Challenge: Please render every line of the listing below as a JSON list of strings, one string per line, with blank lines dropped and the pictures left out.

*** Available data

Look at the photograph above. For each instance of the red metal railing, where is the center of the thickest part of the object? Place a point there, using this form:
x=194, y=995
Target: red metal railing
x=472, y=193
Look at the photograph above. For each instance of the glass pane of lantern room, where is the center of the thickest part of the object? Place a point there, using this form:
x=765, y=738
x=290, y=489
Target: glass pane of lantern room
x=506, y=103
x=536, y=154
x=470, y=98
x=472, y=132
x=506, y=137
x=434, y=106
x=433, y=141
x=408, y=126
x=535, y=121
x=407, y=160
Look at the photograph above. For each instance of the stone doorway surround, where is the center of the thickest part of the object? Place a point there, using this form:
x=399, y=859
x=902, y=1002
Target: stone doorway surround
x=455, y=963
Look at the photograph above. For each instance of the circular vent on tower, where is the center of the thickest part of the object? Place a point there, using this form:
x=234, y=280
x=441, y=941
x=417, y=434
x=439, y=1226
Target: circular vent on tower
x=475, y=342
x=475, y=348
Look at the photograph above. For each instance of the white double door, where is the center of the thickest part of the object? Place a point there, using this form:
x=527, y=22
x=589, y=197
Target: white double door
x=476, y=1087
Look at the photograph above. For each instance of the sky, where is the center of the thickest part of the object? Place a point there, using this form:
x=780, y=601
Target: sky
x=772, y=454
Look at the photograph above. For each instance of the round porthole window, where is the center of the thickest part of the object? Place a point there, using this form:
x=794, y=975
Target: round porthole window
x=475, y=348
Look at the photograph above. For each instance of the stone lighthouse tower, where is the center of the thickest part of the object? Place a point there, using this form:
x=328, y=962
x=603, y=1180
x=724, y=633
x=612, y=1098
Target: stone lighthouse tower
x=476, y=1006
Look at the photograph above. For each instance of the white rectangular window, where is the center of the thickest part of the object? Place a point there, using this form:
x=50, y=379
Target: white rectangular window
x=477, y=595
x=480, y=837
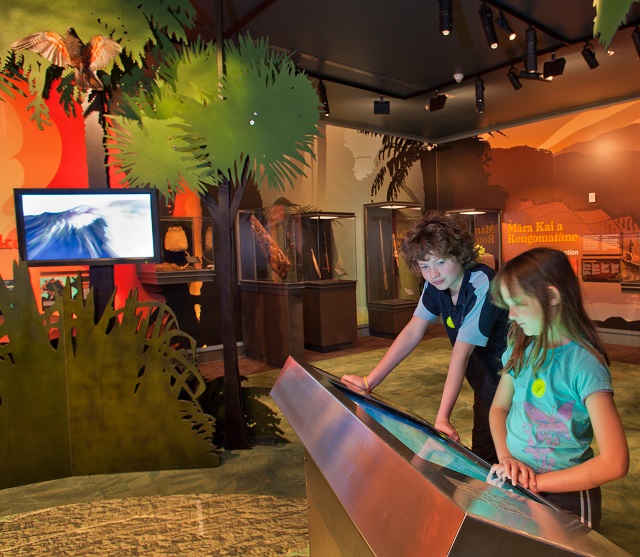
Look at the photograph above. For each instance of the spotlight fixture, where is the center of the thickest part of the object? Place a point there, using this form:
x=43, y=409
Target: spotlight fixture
x=445, y=17
x=437, y=102
x=381, y=106
x=323, y=98
x=486, y=16
x=502, y=22
x=589, y=55
x=531, y=58
x=514, y=79
x=479, y=95
x=533, y=76
x=553, y=67
x=636, y=39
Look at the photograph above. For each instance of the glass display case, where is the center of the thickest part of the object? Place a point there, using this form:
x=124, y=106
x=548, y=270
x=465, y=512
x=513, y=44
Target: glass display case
x=329, y=272
x=186, y=276
x=393, y=290
x=270, y=273
x=630, y=262
x=486, y=226
x=269, y=241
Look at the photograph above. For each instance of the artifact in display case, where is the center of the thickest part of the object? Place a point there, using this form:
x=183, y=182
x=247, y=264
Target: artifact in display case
x=393, y=290
x=271, y=288
x=329, y=271
x=328, y=246
x=269, y=244
x=486, y=226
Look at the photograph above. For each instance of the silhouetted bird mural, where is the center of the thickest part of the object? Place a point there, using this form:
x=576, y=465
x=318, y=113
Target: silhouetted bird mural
x=70, y=51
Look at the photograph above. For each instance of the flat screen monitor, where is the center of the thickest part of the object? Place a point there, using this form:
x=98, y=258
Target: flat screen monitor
x=60, y=226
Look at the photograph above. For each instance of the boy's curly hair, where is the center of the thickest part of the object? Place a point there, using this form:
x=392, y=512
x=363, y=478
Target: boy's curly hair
x=443, y=235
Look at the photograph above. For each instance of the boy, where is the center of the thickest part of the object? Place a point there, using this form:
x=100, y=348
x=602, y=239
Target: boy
x=456, y=286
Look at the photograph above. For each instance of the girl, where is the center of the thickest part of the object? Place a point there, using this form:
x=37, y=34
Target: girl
x=555, y=393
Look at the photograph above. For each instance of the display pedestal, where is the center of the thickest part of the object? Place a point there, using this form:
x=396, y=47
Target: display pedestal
x=330, y=321
x=387, y=318
x=272, y=320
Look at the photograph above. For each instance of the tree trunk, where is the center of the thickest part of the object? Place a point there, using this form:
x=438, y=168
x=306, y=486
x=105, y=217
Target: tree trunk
x=236, y=434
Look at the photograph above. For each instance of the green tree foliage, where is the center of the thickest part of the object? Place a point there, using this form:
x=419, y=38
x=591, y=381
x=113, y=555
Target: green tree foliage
x=142, y=27
x=610, y=14
x=199, y=128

******

Result for this task:
[
  "Look at the photograph above. For each instance of the red metal railing, where is the center of the thickest part of the object? Place a point there, using this form:",
  "x=194, y=995",
  "Target: red metal railing",
  "x=472, y=193",
  "Look at the photograph above. For each instance of the glass pane of lantern room, where is the center of the thickest part of the object? Place a point there, using this form:",
  "x=765, y=738",
  "x=290, y=489",
  "Target: glass pane of lantern room",
  "x=506, y=103",
  "x=536, y=154",
  "x=470, y=98",
  "x=472, y=132",
  "x=506, y=137",
  "x=434, y=106",
  "x=433, y=141",
  "x=408, y=126",
  "x=535, y=121",
  "x=407, y=160",
  "Look at the photograph above. For each instance of the stone doorway surround, where is the center of the thickest part of the object? Place a point there, using this form:",
  "x=399, y=859",
  "x=902, y=1002",
  "Target: stone doorway surround",
  "x=455, y=963",
  "Look at the photograph above. For each instance of the circular vent on tower, where is the center of the thickest part of the object? Place a point there, using this form:",
  "x=234, y=280",
  "x=441, y=941",
  "x=417, y=434",
  "x=439, y=1226",
  "Target: circular vent on tower",
  "x=475, y=342",
  "x=475, y=348",
  "Look at the photograph above. For each instance of the white double door, where is the center of the thickest part of the object? Place a point there, using this form:",
  "x=527, y=22",
  "x=589, y=197",
  "Target: white double door",
  "x=476, y=1087",
  "Look at the photograph above. For each instance of the sky, where is the center of the thickest part of the object? Place a point there, using this form:",
  "x=780, y=601",
  "Target: sky",
  "x=772, y=454",
  "Look at the photograph above. For each instance of the round porthole window, where is the center of the thickest part of the object? Place a point there, using this form:",
  "x=794, y=975",
  "Target: round porthole window",
  "x=475, y=348",
  "Look at the photograph above. For each instance of the stone lighthouse tower, where is the center of the thickest part of the object? Place a point there, using this form:",
  "x=328, y=962",
  "x=603, y=1180",
  "x=724, y=633",
  "x=612, y=1098",
  "Target: stone lighthouse tower",
  "x=476, y=1006",
  "Look at the photograph above. For each instance of the white rectangular window, where is the center of the thickest part of the object? Place a point there, using this form:",
  "x=50, y=379",
  "Target: white rectangular window",
  "x=477, y=595",
  "x=480, y=837",
  "Look at the photograph above. For each instance of the spotlight fixture, where is the center of the thickest part of the object? Place a point there, using this form:",
  "x=43, y=409",
  "Target: spotlight fixture",
  "x=445, y=17",
  "x=437, y=102",
  "x=381, y=106",
  "x=323, y=98",
  "x=486, y=16",
  "x=502, y=22",
  "x=589, y=55",
  "x=531, y=58",
  "x=514, y=79",
  "x=479, y=95",
  "x=533, y=76",
  "x=553, y=67",
  "x=636, y=39",
  "Look at the photograph above. For each instance of the glass display case, where is the center of the thickest part of the object? Place a point there, using this form:",
  "x=124, y=106",
  "x=548, y=270",
  "x=465, y=512",
  "x=513, y=44",
  "Target: glass display case",
  "x=329, y=272",
  "x=186, y=276",
  "x=393, y=290",
  "x=270, y=273",
  "x=630, y=262",
  "x=486, y=226",
  "x=269, y=241",
  "Look at the photograph above. For each instance of the artifact in display case, where is the center of the thickest part of the object? Place a point there, using this form:",
  "x=183, y=182",
  "x=247, y=264",
  "Target: artifact in display case",
  "x=393, y=290",
  "x=271, y=288",
  "x=329, y=271",
  "x=328, y=246",
  "x=269, y=244",
  "x=486, y=226",
  "Look at the photograph above. For each instance of the silhouetted bird mural, where is the center of the thickest part of the object? Place a point there, using this form:",
  "x=576, y=465",
  "x=318, y=113",
  "Target: silhouetted bird mural",
  "x=70, y=51",
  "Look at the photograph above. For each instance of the flat screen monitor, where is the center of the thickest part of the object? Place a point there, using this form:",
  "x=98, y=258",
  "Target: flat screen monitor",
  "x=60, y=226",
  "Look at the photograph above. For each instance of the boy's curly hair, where is the center of the thickest part of the object? Place a point there, using this form:",
  "x=392, y=512",
  "x=363, y=478",
  "Target: boy's curly hair",
  "x=443, y=235",
  "Look at the photograph above. For each instance of the boy, where is the center of the thickest part of the object? Place a point there, using this form:",
  "x=100, y=348",
  "x=602, y=239",
  "Target: boy",
  "x=456, y=286",
  "Look at the photograph above. For each instance of the girl, where is the center of the thickest part of the object? Place a point there, using this form:",
  "x=37, y=34",
  "Target: girl",
  "x=555, y=393",
  "Look at the photograph above. For each instance of the display pedestal, where is the center of the thickest part of the object? Place a point there, using this form:",
  "x=396, y=47",
  "Target: display pedestal",
  "x=330, y=321",
  "x=387, y=318",
  "x=272, y=320",
  "Look at the photograph above. For each instance of the tree trunk, where is the center of the thickest part of the object? Place a point there, using this form:",
  "x=438, y=168",
  "x=306, y=486",
  "x=105, y=217",
  "Target: tree trunk",
  "x=236, y=434",
  "Look at the photograph above. For each instance of the green tree foliage, where is the center of the thickest part of the object? Place a point there, using this form:",
  "x=419, y=38",
  "x=591, y=381",
  "x=113, y=555",
  "Target: green tree foliage",
  "x=142, y=27",
  "x=610, y=14",
  "x=199, y=128"
]